## [Requirement]
Lay out the material below as a Markdown table with the columns "Row" and "Line," one numbered row per line, skipping blank lines. Leave the pictures out.

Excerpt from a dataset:
○ ○ ○ ○ ○

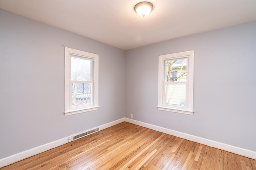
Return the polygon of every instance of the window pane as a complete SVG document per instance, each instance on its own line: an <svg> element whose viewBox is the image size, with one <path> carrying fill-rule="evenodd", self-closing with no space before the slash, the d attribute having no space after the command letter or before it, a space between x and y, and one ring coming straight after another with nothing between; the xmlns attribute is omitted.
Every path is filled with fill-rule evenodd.
<svg viewBox="0 0 256 170"><path fill-rule="evenodd" d="M72 83L72 107L92 104L92 83Z"/></svg>
<svg viewBox="0 0 256 170"><path fill-rule="evenodd" d="M165 104L186 106L186 84L166 83Z"/></svg>
<svg viewBox="0 0 256 170"><path fill-rule="evenodd" d="M165 82L187 81L187 59L165 61Z"/></svg>
<svg viewBox="0 0 256 170"><path fill-rule="evenodd" d="M72 56L71 80L92 81L92 60Z"/></svg>

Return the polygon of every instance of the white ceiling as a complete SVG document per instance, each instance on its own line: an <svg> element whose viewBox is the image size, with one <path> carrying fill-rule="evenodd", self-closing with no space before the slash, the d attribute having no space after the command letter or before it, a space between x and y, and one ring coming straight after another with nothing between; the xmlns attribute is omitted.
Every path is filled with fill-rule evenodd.
<svg viewBox="0 0 256 170"><path fill-rule="evenodd" d="M0 0L0 8L126 50L256 20L256 0Z"/></svg>

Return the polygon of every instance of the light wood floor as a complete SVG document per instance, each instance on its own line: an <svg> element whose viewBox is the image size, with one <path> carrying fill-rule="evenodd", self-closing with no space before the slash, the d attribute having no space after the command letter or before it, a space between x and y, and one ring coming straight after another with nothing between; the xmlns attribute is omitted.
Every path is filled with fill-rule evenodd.
<svg viewBox="0 0 256 170"><path fill-rule="evenodd" d="M256 160L123 122L0 169L256 170Z"/></svg>

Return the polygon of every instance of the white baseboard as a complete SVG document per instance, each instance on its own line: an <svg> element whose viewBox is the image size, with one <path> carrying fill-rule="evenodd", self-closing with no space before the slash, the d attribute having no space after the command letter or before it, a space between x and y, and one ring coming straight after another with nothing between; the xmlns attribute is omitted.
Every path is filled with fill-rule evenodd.
<svg viewBox="0 0 256 170"><path fill-rule="evenodd" d="M125 118L125 121L146 127L151 129L154 130L159 132L162 132L177 137L187 139L189 141L195 142L210 147L213 147L218 149L226 150L228 152L234 153L236 154L239 154L252 159L256 159L256 152L243 148L239 148L225 143L221 143L216 141L207 139L196 136L189 135L187 133L180 132L178 131L174 131L155 125L151 125L140 121L132 119L130 119Z"/></svg>
<svg viewBox="0 0 256 170"><path fill-rule="evenodd" d="M101 125L99 126L100 131L125 121L124 120L124 118L123 118ZM67 137L0 159L0 168L67 143L68 143L68 137Z"/></svg>

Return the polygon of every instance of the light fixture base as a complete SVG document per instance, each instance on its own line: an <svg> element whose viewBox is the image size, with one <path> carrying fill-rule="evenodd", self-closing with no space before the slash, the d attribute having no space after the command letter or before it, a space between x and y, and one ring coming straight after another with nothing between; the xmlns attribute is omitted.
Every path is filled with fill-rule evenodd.
<svg viewBox="0 0 256 170"><path fill-rule="evenodd" d="M152 11L154 6L152 3L146 1L141 2L135 5L134 10L140 16L145 17Z"/></svg>

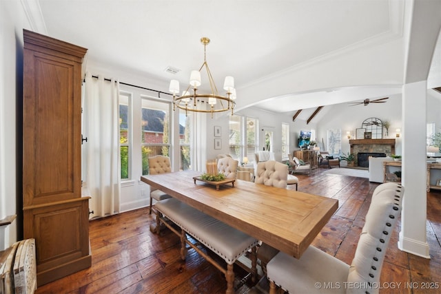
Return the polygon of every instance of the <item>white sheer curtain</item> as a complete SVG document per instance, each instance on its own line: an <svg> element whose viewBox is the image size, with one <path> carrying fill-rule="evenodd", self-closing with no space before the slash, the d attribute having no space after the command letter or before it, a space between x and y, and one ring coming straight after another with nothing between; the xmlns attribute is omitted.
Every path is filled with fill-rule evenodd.
<svg viewBox="0 0 441 294"><path fill-rule="evenodd" d="M206 147L207 145L207 116L209 114L199 112L192 114L192 132L190 151L192 153L192 169L196 171L204 171L206 169ZM205 150L203 150L203 146Z"/></svg>
<svg viewBox="0 0 441 294"><path fill-rule="evenodd" d="M119 82L85 77L83 109L85 182L91 218L120 211Z"/></svg>

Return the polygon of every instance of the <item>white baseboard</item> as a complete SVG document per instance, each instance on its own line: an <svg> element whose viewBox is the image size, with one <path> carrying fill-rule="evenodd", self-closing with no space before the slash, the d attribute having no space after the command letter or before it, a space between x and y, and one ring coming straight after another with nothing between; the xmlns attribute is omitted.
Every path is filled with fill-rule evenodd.
<svg viewBox="0 0 441 294"><path fill-rule="evenodd" d="M400 250L424 258L430 259L429 244L427 242L420 242L403 237L402 233L400 232L398 238L398 249Z"/></svg>
<svg viewBox="0 0 441 294"><path fill-rule="evenodd" d="M121 206L121 212L125 212L131 210L138 209L139 208L141 207L147 207L150 205L149 201L149 198L147 198L123 203Z"/></svg>

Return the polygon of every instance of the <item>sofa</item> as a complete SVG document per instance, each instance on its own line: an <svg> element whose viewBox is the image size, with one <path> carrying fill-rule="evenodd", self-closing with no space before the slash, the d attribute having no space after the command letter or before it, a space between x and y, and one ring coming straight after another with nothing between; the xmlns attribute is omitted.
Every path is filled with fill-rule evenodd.
<svg viewBox="0 0 441 294"><path fill-rule="evenodd" d="M369 182L383 182L383 162L393 161L391 157L369 157Z"/></svg>

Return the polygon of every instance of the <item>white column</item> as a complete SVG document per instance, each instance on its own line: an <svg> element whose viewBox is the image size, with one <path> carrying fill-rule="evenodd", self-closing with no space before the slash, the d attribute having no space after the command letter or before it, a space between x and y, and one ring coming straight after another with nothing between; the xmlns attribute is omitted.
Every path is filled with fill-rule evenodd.
<svg viewBox="0 0 441 294"><path fill-rule="evenodd" d="M402 167L404 187L398 248L430 258L426 239L427 81L402 87Z"/></svg>

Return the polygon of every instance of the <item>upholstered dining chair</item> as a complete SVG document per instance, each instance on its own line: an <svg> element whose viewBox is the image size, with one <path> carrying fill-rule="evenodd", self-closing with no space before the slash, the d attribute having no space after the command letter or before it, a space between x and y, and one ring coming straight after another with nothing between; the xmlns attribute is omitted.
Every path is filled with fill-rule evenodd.
<svg viewBox="0 0 441 294"><path fill-rule="evenodd" d="M170 158L162 155L149 157L149 174L157 175L170 172L172 172ZM152 214L153 199L156 201L161 201L172 197L161 190L154 188L150 189L150 205L149 206L149 214Z"/></svg>
<svg viewBox="0 0 441 294"><path fill-rule="evenodd" d="M313 246L300 259L283 252L277 253L267 264L269 293L275 294L277 286L293 293L378 293L379 287L375 286L380 282L404 192L404 187L393 182L382 184L374 190L350 266ZM327 284L335 286L330 288L325 286ZM347 286L351 284L360 285L362 291L360 287Z"/></svg>
<svg viewBox="0 0 441 294"><path fill-rule="evenodd" d="M218 171L225 175L228 179L236 178L238 161L231 157L225 157L218 160Z"/></svg>
<svg viewBox="0 0 441 294"><path fill-rule="evenodd" d="M256 184L263 184L277 188L286 188L288 180L288 166L275 160L259 162L257 165Z"/></svg>
<svg viewBox="0 0 441 294"><path fill-rule="evenodd" d="M274 152L269 151L258 151L254 154L254 162L253 162L254 176L257 174L257 165L259 162L268 160L274 160Z"/></svg>
<svg viewBox="0 0 441 294"><path fill-rule="evenodd" d="M289 165L291 167L291 174L305 171L311 174L312 171L312 167L311 166L309 162L303 162L303 164L302 164L302 162L298 158L294 156L291 154L288 154L288 158L289 160Z"/></svg>

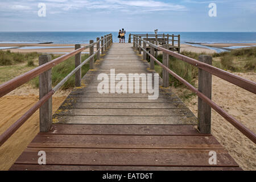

○ ○ ○ ○ ○

## [Problem solution]
| Row | Line |
|---|---|
| 1 | Return the polygon of every instance of the window pane as a complete SVG document per instance, each instance on its own line: an <svg> element whose viewBox is the image size, with one <path> carrying fill-rule="evenodd", self-closing with no space before the slash, the d attribute having no space after the command letter or before it, a space between x and y, and one ring coming straight after another with nothing between; the xmlns attribute is omitted. |
| 2 | Every path is filled with fill-rule evenodd. |
| 3 | <svg viewBox="0 0 256 170"><path fill-rule="evenodd" d="M72 83L72 107L92 104L92 83Z"/></svg> |
| 4 | <svg viewBox="0 0 256 170"><path fill-rule="evenodd" d="M165 104L186 106L186 84L166 83Z"/></svg> |
| 5 | <svg viewBox="0 0 256 170"><path fill-rule="evenodd" d="M165 82L187 81L187 59L165 61Z"/></svg> |
| 6 | <svg viewBox="0 0 256 170"><path fill-rule="evenodd" d="M72 56L71 80L92 81L92 60Z"/></svg> |
| 7 | Return the polygon of every instance of the white ceiling as a complete SVG document per instance, each instance on its own line: an <svg> element whose viewBox is the image size, with one <path> carrying fill-rule="evenodd", self-closing with no space before the slash, the d attribute having no space after the command letter or before it, a space between x and y, and one ring coming straight after another with nothing between; the xmlns attribute is omitted. |
| 8 | Every path is filled with fill-rule evenodd. |
| 9 | <svg viewBox="0 0 256 170"><path fill-rule="evenodd" d="M0 0L0 8L126 50L256 20L256 0Z"/></svg> |
| 10 | Return the polygon of every instance of the light wood floor as a complete SVG document per instance, each instance on its own line: an <svg> element whose viewBox is the image size, with one <path> carrying fill-rule="evenodd", self-closing with no space before the slash, the d attribute having no space after the command letter or before it, a space between x and y, and one ring coming straight after another with nothing between; the xmlns attribute is omitted. |
| 11 | Every path is filled with fill-rule evenodd. |
| 12 | <svg viewBox="0 0 256 170"><path fill-rule="evenodd" d="M256 160L123 122L0 169L256 170Z"/></svg> |
| 13 | Return the polygon of every instance of the white baseboard as a complete SVG document per instance, each instance on its own line: an <svg> element whose viewBox is the image size, with one <path> carrying fill-rule="evenodd", self-closing with no space before the slash, the d attribute having no space after the command letter or before it, a space between x and y, and one ring coming straight after another with nothing between; the xmlns attribute is omitted. |
| 14 | Every path is filled with fill-rule evenodd. |
| 15 | <svg viewBox="0 0 256 170"><path fill-rule="evenodd" d="M125 118L125 121L146 127L151 129L154 130L159 132L162 132L177 137L187 139L189 141L195 142L210 147L213 147L218 149L226 150L228 152L234 153L236 154L239 154L252 159L256 159L256 152L243 148L239 148L225 143L221 143L216 141L207 139L196 136L189 135L187 133L180 132L178 131L174 131L155 125L151 125L140 121L132 119L130 119Z"/></svg> |
| 16 | <svg viewBox="0 0 256 170"><path fill-rule="evenodd" d="M101 125L99 126L100 131L125 121L124 120L124 118L123 118ZM67 137L0 159L0 168L67 143L68 143L68 137Z"/></svg> |
| 17 | Return the polygon of every instance of the light fixture base as a complete SVG document per instance, each instance on its own line: an <svg> element whose viewBox is the image size, with one <path> carrying fill-rule="evenodd", self-closing with no space before the slash, the d attribute having no space after the command letter or before it, a space between x and y, and one ring coming straight after another with nothing between; the xmlns attribute is omitted. |
| 18 | Every path is filled with fill-rule evenodd. |
| 19 | <svg viewBox="0 0 256 170"><path fill-rule="evenodd" d="M152 11L154 6L152 3L146 1L141 2L135 5L134 10L140 16L145 17Z"/></svg> |
| 20 | Return the polygon of every instance of the <item>white sheer curtain</item> as a complete SVG document per instance, each instance on its own line: an <svg> element whose viewBox is the image size, with one <path> carrying fill-rule="evenodd", self-closing with no space before the slash, the d attribute having no space after the command letter or before it, a space between x and y, and one ring coming straight after another with nothing between; the xmlns attribute is omitted. |
| 21 | Every path is filled with fill-rule evenodd. |
| 22 | <svg viewBox="0 0 441 294"><path fill-rule="evenodd" d="M206 147L207 145L207 116L209 114L199 112L192 114L192 132L190 151L192 153L192 169L196 171L204 171L206 169ZM205 150L203 150L203 146Z"/></svg> |
| 23 | <svg viewBox="0 0 441 294"><path fill-rule="evenodd" d="M119 82L85 77L83 109L85 182L91 218L120 211Z"/></svg> |
| 24 | Return the polygon of every instance of the <item>white baseboard</item> as a complete SVG document per instance, each instance on its own line: an <svg> element whose viewBox is the image size, with one <path> carrying fill-rule="evenodd", self-closing with no space before the slash, the d attribute having no space after the command letter or before it, a space between x and y, and one ring coming straight after another with nothing between; the xmlns attribute is omitted. |
| 25 | Every path is filled with fill-rule evenodd. |
| 26 | <svg viewBox="0 0 441 294"><path fill-rule="evenodd" d="M400 250L424 258L430 259L429 244L427 242L420 242L403 237L402 233L400 232L398 238L398 249Z"/></svg> |
| 27 | <svg viewBox="0 0 441 294"><path fill-rule="evenodd" d="M121 206L121 212L125 212L131 210L138 209L139 208L141 207L147 207L150 205L149 201L149 198L147 198L123 203Z"/></svg> |
| 28 | Return the polygon of every instance of the <item>sofa</item> as a complete SVG document per instance, each instance on its own line: an <svg> element whose viewBox is the image size, with one <path> carrying fill-rule="evenodd", self-closing with no space before the slash, the d attribute having no space after the command letter or before it, a space between x and y, and one ring coming straight after another with nothing between; the xmlns attribute is omitted. |
| 29 | Every path is filled with fill-rule evenodd. |
| 30 | <svg viewBox="0 0 441 294"><path fill-rule="evenodd" d="M369 182L383 182L383 162L393 161L391 157L369 157Z"/></svg> |
| 31 | Return the polygon of every instance of the <item>white column</item> as a complete SVG document per instance, each instance on its own line: an <svg> element whose viewBox is the image size, with one <path> carrying fill-rule="evenodd", self-closing with no space before the slash, the d attribute having no space after the command letter or before it, a space between x and y, and one ring coming straight after another with nothing between; the xmlns attribute is omitted. |
| 32 | Every path is filled with fill-rule evenodd. |
| 33 | <svg viewBox="0 0 441 294"><path fill-rule="evenodd" d="M402 167L404 187L398 248L430 258L426 239L427 81L402 87Z"/></svg> |
| 34 | Return the polygon of every instance of the <item>upholstered dining chair</item> as a complete SVG document per instance, each instance on its own line: an <svg> element whose viewBox is the image size, with one <path> carrying fill-rule="evenodd", self-closing with no space before the slash, the d attribute having no space after the command letter or before it, a space between x and y, and one ring coming straight after another with nothing between; the xmlns attribute is omitted. |
| 35 | Every path is filled with fill-rule evenodd. |
| 36 | <svg viewBox="0 0 441 294"><path fill-rule="evenodd" d="M170 158L162 155L149 157L149 174L157 175L170 172L172 172ZM152 214L153 199L156 201L161 201L172 197L161 190L154 188L150 189L150 205L149 206L149 214Z"/></svg> |
| 37 | <svg viewBox="0 0 441 294"><path fill-rule="evenodd" d="M313 246L300 259L283 252L277 253L267 264L269 293L275 294L277 286L293 293L378 293L379 287L375 286L380 282L404 192L404 187L393 182L382 184L374 190L350 266ZM327 284L335 286L330 288L325 286ZM347 286L351 284L360 285L362 291L360 287Z"/></svg> |
| 38 | <svg viewBox="0 0 441 294"><path fill-rule="evenodd" d="M218 171L225 175L228 179L236 178L238 161L231 157L225 157L218 160Z"/></svg> |
| 39 | <svg viewBox="0 0 441 294"><path fill-rule="evenodd" d="M256 184L263 184L277 188L286 188L288 180L288 166L275 160L259 162L257 165Z"/></svg> |
| 40 | <svg viewBox="0 0 441 294"><path fill-rule="evenodd" d="M274 152L269 151L258 151L254 154L254 162L253 162L254 176L257 174L257 165L259 162L268 160L274 160Z"/></svg> |
| 41 | <svg viewBox="0 0 441 294"><path fill-rule="evenodd" d="M289 165L291 167L291 174L305 171L311 174L312 171L312 167L311 166L309 162L303 162L303 164L302 164L302 162L298 158L294 156L291 154L288 154L288 158L289 160Z"/></svg> |